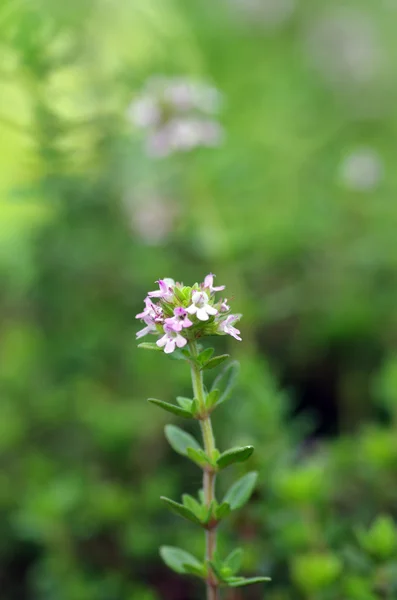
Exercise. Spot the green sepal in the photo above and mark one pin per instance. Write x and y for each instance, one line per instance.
(240, 492)
(225, 381)
(180, 355)
(216, 570)
(180, 510)
(210, 512)
(179, 440)
(212, 399)
(234, 455)
(195, 407)
(172, 408)
(149, 346)
(216, 361)
(198, 456)
(178, 559)
(179, 295)
(205, 356)
(240, 581)
(185, 403)
(222, 511)
(194, 506)
(233, 561)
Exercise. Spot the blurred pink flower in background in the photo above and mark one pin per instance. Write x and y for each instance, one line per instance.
(177, 114)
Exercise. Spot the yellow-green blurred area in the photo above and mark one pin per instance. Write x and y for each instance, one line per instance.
(295, 211)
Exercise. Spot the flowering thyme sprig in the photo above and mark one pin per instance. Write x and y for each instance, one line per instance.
(179, 316)
(184, 314)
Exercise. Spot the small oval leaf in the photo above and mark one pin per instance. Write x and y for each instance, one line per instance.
(225, 381)
(205, 356)
(198, 456)
(185, 403)
(212, 399)
(241, 491)
(179, 440)
(234, 455)
(172, 408)
(177, 559)
(180, 510)
(216, 361)
(233, 561)
(149, 346)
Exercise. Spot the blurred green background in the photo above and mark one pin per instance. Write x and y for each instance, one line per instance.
(295, 212)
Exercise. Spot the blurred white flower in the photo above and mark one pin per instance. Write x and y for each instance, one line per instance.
(345, 47)
(152, 216)
(362, 170)
(177, 115)
(265, 13)
(144, 112)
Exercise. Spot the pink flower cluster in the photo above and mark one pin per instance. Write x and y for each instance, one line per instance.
(182, 313)
(177, 114)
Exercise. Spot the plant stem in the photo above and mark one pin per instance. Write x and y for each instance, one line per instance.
(209, 475)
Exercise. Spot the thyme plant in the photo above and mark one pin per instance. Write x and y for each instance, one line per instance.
(181, 317)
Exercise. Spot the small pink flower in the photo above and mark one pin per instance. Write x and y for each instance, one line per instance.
(200, 306)
(208, 284)
(148, 312)
(179, 320)
(170, 339)
(227, 326)
(166, 289)
(224, 306)
(150, 328)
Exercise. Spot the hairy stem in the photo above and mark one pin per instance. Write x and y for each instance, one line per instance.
(208, 475)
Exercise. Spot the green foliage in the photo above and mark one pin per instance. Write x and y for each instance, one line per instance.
(234, 455)
(241, 490)
(181, 561)
(180, 510)
(225, 382)
(181, 441)
(172, 408)
(274, 212)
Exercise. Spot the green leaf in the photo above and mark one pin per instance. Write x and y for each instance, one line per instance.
(241, 491)
(185, 403)
(222, 511)
(193, 570)
(179, 355)
(205, 356)
(217, 571)
(177, 559)
(234, 455)
(225, 381)
(149, 346)
(233, 561)
(240, 581)
(216, 361)
(192, 504)
(212, 399)
(198, 456)
(179, 440)
(176, 410)
(180, 510)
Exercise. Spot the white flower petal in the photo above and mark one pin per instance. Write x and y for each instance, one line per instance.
(180, 341)
(202, 314)
(170, 346)
(162, 341)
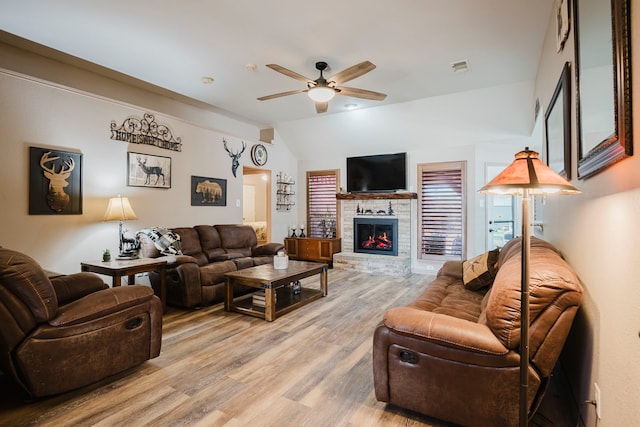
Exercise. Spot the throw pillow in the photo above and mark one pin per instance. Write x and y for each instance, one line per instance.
(166, 241)
(480, 271)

───

__Challenge__:
Without the pictures, return the entries exactly as they appear.

__Output__:
Exercise. Spot the green sepal in the photo above and mark one pin per instance. Write x and y for each instance, one line per instance.
(240, 492)
(225, 381)
(180, 355)
(216, 570)
(180, 510)
(210, 512)
(179, 440)
(212, 399)
(234, 455)
(195, 407)
(172, 408)
(149, 346)
(216, 361)
(198, 456)
(178, 559)
(179, 295)
(205, 356)
(240, 581)
(185, 403)
(222, 511)
(194, 506)
(233, 561)
Exercise. Spot the blurred pink flower in background in the photo above and mark one pin per instance. Write x and y for each instance, one line per instance.
(177, 114)
Exercise. Spot the yellow-green blurred area in the photo above and mark one pin per instance. Write x and y for each instance, one line per instance.
(295, 211)
Exercise. Spot the flowering thyme sprig in the photo above and mark one pin per instance. Write x and y for each instance, one line per instance.
(179, 316)
(184, 314)
Exercise. Spot the small oval leaf in the photo above and mark one pin per instance. Write x and y for each instance, one line per instance.
(225, 381)
(205, 356)
(198, 456)
(185, 403)
(212, 399)
(241, 491)
(179, 440)
(234, 455)
(172, 408)
(177, 559)
(180, 510)
(216, 361)
(233, 561)
(149, 346)
Exercise. Spot the blurred green background in the photo above and mark one pin per instance. Write x and y for each instance, one line per instance.
(295, 212)
Exercise. Spot the blurred white flower in the photo above and mark one pin per instance. Write x and y for each instance, one line per instance.
(345, 47)
(152, 216)
(362, 170)
(177, 115)
(265, 13)
(144, 112)
Exercise. Spot the pink flower cluster in the photo above and mark one pin per instance. Write x and y for each instance, one line per instance.
(182, 313)
(177, 114)
Exercise. Spot the plant stem in the photo above and mark one pin per instance. Write x and y for each instance, one line per instance.
(209, 475)
Exercise. Spot the thyme plant in the photo above and mark one pin per instance. Write x and y for each instance, one line per instance.
(181, 317)
Exercise. Spot the small pink flower in the photo above and mark one pin per instance. Write x and y for each instance, one line per instance.
(200, 306)
(208, 284)
(148, 312)
(179, 320)
(170, 339)
(227, 326)
(166, 289)
(224, 306)
(150, 328)
Exercise. Spot the hairy stem in the photo above and mark one pin per instance. Write x and y for each instance, one line per instance.
(208, 475)
Exercise. Spot the green foliage in the photo above and mark one pin per instance. Write x and y for each instance, one line per instance.
(234, 455)
(241, 490)
(181, 561)
(180, 510)
(225, 382)
(181, 441)
(172, 408)
(274, 212)
Exercise. Spot the green leaf in the photo above and mark one pin per instance. Write x and y for each instance, one line per instance.
(241, 491)
(185, 403)
(222, 511)
(193, 570)
(179, 355)
(205, 356)
(217, 571)
(177, 559)
(234, 455)
(225, 381)
(149, 346)
(233, 561)
(240, 581)
(216, 361)
(192, 504)
(212, 399)
(198, 456)
(179, 440)
(176, 410)
(180, 510)
Exercise. Spot the white flower petal in the photo above and mark one pin per instance. Write x and y for each instance, one line per instance.
(180, 341)
(202, 314)
(170, 346)
(162, 341)
Exercise. Spot the throw pillow in the photo above and mark one pin per instance. Write x and y for each instance, one line per instance.
(166, 241)
(480, 271)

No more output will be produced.